**Provided text**
On Tue, Mar 28, 2017 at 10:39 AM, Oskar Hahn <m...@oshahn.de> wrote:

> Hi,
>
> I am not sure, if I understand your proposal correctly. Do you mean, the
> asgi server has to listen only to one channel or do you mean it has to
> listen to one channel of any channel-type?
>
> So with redis, do I have to call
>
> "BLPOP LOCALID TIMEOUT"
>
> or do I have to call
>
> "BLPOP http.response.PROCESSID! TIMEOUT" and
> "BLPOP websocket.send.PROCESSID! TIMEOUT"
>
> I think you mean the second one, but then your goal, that daphne has
> only to listen "on a single channel at any time" seams not be fulfilled.
>
> I would like a solution, were the asgi server really listens only to one
> channel. I don't like the idea, that there is a fixed set of channel
> names. This seems not flexible.
>

I mean that the server now has the option to go down to one or two
channels. BLPOP supports multiple channel names, so the two-channel case
can be done as:

BLPOP http.response.PROCESSID! websocket.send.PROCESSID! TIMEOUT

However, as this would play oddly with sharding, I have instead modified
Daphne to use a single `daphne.response.PROCESSID!` channel for both HTTP
and WebSocket replies - the name of the reply_channel is entirely up to the
server, after all.

**Exercise description**
Answer these about the email above:
1. Which Redis command appears in both options the quoted message asks about?
2. What idea does the quoted writer say they don't like?
3. Which single channel did the reply's author modify Daphne to use for both HTTP and WebSocket replies?

**Dataset section**
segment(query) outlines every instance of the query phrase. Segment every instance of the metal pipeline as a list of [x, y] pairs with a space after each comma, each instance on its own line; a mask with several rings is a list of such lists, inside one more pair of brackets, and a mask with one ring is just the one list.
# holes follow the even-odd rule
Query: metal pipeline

**Exercise response**
1. BLPOP
2. The idea that there is a fixed set of channel names.
3. `daphne.response.PROCESSID!`